Text provided:
Some examples of radio spectrum bands include extremely low frequency (ELF), ultra low frequency (ULF), low frequency (LF), medium frequency (MF), ultra high frequency (UHF), and extremely high frequency (EHF).


One part of the radio spectrum has a high frequency range between 30 GHz and 300 GHz (part of the EHF band), and is often called the millimeter band (because its wavelengths range from 1-10 mm).  Wavelengths in and around this band are therefore called millimeter waves (mmW).  mmWaves are a popular choice for 5G but also has application in areas like radio astronomy, telecommunications, and radar guns.

Another part of the radio spectrum that is being used for 5G, is UHF, which is lower on the spectrum than EHF. The UHF band has a frequency range of 300 MHz to 3 GHz, and is used for everything from TV broadcasting and GPS to Wi-Fi, cordless phones, and Bluetooth.


Likely the most significant difference regarding the next generation of cellular technology known as 5G NR (Fifth Generation New Radio) will be the spectrum.  While users will not see this difference, it will manifest for them in the form of higher speeds, lower latency, and a large assortment of new features.

Each spectrum band represents unique properties, meaning there are diverse opportunities for a service provider to balance between throughput, coverage, quality and latency, as well as reliability and spectral efficiency.  Availability of spectrum will vary globally between countries and regions, both in terms of bands, amounts and timing.

5G needs a significant amount of new harmonized mobile spectrum so defragmenting and clearing prime bands should be prioritized by governments.  Regulators should aim to make available 80-100 MHz of contiguous spectrum per operator in prime 5G mid-bands (i.e. 3.5 GHz) and around 1 GHz per operator in millimetre wave bands (i.e. 26/28 GHz).


5G Bands

5G needs spectrum within three key frequency ranges to deliver widespread coverage and support all use cases. The three ranges are: Sub-1 GHz, 1-6 GHz, and above 6 GHz.

Low-band spectrum is currently being used for 2G, 3G and 4G services for voice, MBB services and Internet of Things (IoT).  Newly allocated spectrum for mobile networks include the 600 MHz and 700 MHz bands.  These bands are ideal for wide-area and outside-in coverage as well as for deep indoor coverage, typically required for eMBB and voice services.

Sub-1 GHz supports widespread coverage across urban, suburban, and rural areas and help support Internet of Things (IoT) services.

What you are asked to do:
Rewrite the passage of the 5G spectrum text between "5G needs a significant" and "(i.e. 26/28 GHz).", inclusive, changing "operator" to "carrier". The material that comes next has no connection to the 5G spectrum text.

Dataset records:
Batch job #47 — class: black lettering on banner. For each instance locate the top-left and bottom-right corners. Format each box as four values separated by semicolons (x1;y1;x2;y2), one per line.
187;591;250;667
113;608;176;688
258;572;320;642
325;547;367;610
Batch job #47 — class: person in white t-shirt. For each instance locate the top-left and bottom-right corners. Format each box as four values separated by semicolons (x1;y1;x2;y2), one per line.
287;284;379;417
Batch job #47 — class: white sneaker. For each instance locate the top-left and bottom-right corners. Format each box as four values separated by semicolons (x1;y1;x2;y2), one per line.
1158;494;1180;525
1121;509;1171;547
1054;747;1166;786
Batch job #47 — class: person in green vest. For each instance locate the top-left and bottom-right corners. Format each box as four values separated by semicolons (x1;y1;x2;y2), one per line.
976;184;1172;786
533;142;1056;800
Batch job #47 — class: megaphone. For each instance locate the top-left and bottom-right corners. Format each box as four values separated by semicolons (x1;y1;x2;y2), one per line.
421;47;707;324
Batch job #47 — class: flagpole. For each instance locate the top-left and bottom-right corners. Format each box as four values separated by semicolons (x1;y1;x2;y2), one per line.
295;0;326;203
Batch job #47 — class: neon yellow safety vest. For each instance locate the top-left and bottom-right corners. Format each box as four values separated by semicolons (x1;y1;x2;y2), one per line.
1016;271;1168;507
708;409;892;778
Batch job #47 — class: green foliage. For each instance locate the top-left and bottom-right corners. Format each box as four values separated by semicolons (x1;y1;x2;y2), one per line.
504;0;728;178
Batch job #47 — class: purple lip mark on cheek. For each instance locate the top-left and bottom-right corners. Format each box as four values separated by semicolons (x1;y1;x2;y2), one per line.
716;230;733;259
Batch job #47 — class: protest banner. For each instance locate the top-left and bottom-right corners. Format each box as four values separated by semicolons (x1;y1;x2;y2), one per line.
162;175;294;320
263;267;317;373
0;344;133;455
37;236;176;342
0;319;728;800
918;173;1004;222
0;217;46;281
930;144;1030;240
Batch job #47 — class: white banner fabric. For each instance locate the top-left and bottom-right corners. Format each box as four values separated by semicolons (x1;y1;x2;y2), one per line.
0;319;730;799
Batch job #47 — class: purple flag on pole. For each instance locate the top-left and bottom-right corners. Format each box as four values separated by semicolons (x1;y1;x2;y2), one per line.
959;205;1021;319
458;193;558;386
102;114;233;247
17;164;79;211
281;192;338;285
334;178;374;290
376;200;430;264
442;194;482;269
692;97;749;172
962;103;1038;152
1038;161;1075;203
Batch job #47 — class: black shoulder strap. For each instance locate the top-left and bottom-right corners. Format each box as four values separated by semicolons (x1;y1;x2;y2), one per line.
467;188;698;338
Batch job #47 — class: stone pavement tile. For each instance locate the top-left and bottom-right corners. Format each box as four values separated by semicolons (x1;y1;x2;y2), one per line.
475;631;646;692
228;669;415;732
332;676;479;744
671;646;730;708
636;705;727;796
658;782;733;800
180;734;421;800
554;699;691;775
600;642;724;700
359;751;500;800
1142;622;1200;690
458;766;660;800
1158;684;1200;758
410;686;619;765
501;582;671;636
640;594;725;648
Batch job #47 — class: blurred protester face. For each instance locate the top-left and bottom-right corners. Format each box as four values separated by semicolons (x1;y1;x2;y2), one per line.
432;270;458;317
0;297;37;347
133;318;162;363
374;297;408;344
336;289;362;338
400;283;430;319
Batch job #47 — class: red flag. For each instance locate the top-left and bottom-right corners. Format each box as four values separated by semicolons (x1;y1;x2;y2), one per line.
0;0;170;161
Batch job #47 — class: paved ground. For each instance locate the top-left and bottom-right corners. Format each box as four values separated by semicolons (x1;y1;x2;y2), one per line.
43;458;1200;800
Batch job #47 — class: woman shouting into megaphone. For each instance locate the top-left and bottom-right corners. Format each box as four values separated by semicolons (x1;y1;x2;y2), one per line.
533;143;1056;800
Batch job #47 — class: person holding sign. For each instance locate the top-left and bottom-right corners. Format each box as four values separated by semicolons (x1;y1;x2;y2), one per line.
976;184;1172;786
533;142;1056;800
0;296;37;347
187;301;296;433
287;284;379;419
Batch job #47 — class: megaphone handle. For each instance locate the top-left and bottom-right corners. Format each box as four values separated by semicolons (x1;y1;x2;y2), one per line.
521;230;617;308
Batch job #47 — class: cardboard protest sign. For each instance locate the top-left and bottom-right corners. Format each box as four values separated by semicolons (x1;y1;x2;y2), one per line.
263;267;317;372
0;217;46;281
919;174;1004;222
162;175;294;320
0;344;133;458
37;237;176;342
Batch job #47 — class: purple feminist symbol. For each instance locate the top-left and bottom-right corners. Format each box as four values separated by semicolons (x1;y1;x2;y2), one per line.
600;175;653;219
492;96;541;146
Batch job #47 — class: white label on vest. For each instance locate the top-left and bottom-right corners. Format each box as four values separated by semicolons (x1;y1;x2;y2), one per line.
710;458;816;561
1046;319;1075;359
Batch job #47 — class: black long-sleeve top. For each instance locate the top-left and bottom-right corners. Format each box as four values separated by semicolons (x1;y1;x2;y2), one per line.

Result of this task:
5G needs a significant amount of new harmonized mobile spectrum so defragmenting and clearing prime bands should be prioritized by governments.  Regulators should aim to make available 80-100 MHz of contiguous spectrum per carrier in prime 5G mid-bands (i.e. 3.5 GHz) and around 1 GHz per carrier in millimetre wave bands (i.e. 26/28 GHz).